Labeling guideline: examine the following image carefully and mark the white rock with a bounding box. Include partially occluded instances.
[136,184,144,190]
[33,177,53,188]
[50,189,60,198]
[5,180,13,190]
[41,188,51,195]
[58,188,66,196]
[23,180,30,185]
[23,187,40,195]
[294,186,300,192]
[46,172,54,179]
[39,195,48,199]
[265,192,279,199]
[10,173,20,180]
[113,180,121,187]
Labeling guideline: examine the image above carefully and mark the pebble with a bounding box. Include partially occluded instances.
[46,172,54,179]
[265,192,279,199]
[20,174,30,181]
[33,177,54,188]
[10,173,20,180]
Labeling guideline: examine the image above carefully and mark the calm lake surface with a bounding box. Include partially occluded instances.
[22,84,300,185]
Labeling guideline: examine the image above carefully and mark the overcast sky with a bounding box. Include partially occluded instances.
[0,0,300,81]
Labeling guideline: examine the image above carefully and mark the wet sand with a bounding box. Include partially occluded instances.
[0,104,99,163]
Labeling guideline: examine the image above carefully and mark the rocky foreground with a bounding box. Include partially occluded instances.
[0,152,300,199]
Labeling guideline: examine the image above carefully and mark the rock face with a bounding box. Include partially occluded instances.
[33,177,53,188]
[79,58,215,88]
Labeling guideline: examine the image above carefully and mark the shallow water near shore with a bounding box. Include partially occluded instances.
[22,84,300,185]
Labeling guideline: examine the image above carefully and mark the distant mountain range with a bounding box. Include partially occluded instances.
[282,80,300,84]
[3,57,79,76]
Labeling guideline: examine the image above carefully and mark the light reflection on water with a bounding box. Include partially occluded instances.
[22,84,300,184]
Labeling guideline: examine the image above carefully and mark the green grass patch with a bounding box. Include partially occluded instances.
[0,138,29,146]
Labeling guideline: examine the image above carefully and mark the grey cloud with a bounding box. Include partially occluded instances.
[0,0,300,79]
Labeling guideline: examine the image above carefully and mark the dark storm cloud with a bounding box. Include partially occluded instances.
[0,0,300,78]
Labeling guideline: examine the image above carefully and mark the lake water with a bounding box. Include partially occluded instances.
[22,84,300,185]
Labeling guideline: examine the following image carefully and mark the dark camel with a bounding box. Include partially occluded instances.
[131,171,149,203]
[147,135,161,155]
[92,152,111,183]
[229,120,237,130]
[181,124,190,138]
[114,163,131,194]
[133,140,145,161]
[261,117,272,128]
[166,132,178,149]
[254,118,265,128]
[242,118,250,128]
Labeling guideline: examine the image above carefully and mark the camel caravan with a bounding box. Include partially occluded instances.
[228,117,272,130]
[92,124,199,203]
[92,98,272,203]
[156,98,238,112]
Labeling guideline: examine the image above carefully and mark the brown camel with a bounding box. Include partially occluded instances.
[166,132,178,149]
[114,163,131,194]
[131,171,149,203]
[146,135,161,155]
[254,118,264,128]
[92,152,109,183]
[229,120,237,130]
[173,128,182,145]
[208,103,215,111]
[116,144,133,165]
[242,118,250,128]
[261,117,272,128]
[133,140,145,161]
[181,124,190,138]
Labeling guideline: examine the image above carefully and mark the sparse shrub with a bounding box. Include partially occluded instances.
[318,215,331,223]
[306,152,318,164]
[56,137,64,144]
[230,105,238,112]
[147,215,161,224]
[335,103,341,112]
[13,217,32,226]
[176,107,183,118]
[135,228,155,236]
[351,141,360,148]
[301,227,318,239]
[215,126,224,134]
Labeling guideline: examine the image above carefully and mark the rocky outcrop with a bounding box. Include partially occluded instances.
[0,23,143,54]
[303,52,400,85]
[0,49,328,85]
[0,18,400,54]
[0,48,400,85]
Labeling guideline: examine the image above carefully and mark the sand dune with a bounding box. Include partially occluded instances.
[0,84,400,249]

:::::

■ **GOAL**
Please reproduce all of the material above word for word, changing nothing.

■ **THE REPLY**
Labeling guideline: examine the following image carefully and mark the white rock with a bounding box. Include partially occluded instances.
[136,184,144,190]
[33,177,53,188]
[50,189,60,198]
[5,180,13,190]
[41,188,51,195]
[58,188,66,196]
[23,180,30,185]
[23,187,40,195]
[294,186,300,192]
[46,172,54,179]
[39,195,48,199]
[265,192,279,199]
[10,173,20,180]
[113,180,121,187]
Labeling guideline: examine the image above carefully and mark the pebble with a bounding box. Include partially occluded instances.
[46,172,54,179]
[265,192,279,199]
[20,174,30,181]
[33,177,54,188]
[10,173,20,180]
Labeling guideline: examine the image above carefully and mark the calm lake surface with a bounding box. Include partially occluded instances.
[22,84,300,185]
Labeling guideline: examine the image above carefully and mark the overcast sky with a bounding box. Include partially occluded instances.
[0,0,300,81]
Labeling guideline: examine the image above carefully and mark the wet sand with a bounding box. Include partially occluded instances.
[0,104,99,163]
Labeling guideline: examine the image above carefully and mark the rocky foreground with a bounding box. Include partially occluded instances.
[0,152,300,199]
Labeling guideline: examine the image above carefully and mark the rock face with a bounding box. Include partially occluded instances.
[33,177,53,188]
[79,58,215,88]
Labeling guideline: examine the image above carefully and mark the shallow water near shore with a bounding box. Include partially occluded instances.
[22,84,300,185]
Labeling guideline: examine the image above carefully and mark the distant mountain range with a bounding box. Include partially occluded instances.
[282,80,300,84]
[3,57,79,76]
Labeling guideline: examine the image above carefully and mark the light reflection on water with a bounding box. Include partially occluded instances.
[22,84,300,184]
Labeling guideline: examine the image above carefully and mark the green grass patch with a bounding box. Include partially occluded instances.
[0,138,29,146]
Labeling guideline: examine the image above carefully and mark the grey cloud with a bounding box. Include partially occluded instances.
[0,0,300,79]
Labeling guideline: examine the image above carefully and mark the dark storm cloud with a bounding box. Include partially occluded instances.
[0,0,300,78]
Labeling guideline: examine the image above carefully and mark the lake water with a bounding box. Include partially occluded instances.
[22,84,300,185]
Labeling guideline: examine the following image carefully and mark the dark camel with a bounding box. Include partially occluded instances.
[131,171,149,203]
[147,135,161,155]
[92,152,111,183]
[229,120,237,130]
[181,124,190,138]
[114,163,131,194]
[133,140,145,161]
[261,117,272,128]
[166,132,178,149]
[254,118,265,128]
[242,118,250,128]
Labeling guideline: examine the image above carefully and mark the camel caravan with a bounding box. Include partially occluded instances.
[228,117,272,130]
[92,124,199,203]
[92,98,272,203]
[156,98,238,112]
Labeling guideline: examine the image above carefully and mark the brown camel with a bounding box. Include partially occluded instances.
[166,132,178,149]
[114,163,131,194]
[131,171,149,203]
[146,135,161,155]
[254,118,264,128]
[92,152,109,183]
[229,120,237,130]
[173,128,182,145]
[208,103,215,111]
[116,144,133,165]
[242,118,250,128]
[261,117,272,128]
[133,140,145,161]
[181,124,190,138]
Labeling guideline: examine the image above carefully and mark the sparse shrub with a bounding box. Include partially occluded instances.
[318,215,331,223]
[306,152,318,164]
[56,137,64,144]
[230,105,238,112]
[147,215,161,224]
[335,103,341,112]
[13,217,32,226]
[176,107,183,118]
[135,228,155,236]
[351,141,360,148]
[301,227,318,239]
[215,126,224,134]
Labeling guideline: examine the image above carefully and mark the rocky outcrop with a bounding box. Include partially occluded instances.
[0,23,143,54]
[303,52,400,85]
[0,49,328,85]
[0,18,400,54]
[0,48,400,85]
Labeling guideline: examine the image above carefully and mark the sand dune with a bounding box. Include partially occluded instances.
[0,84,400,249]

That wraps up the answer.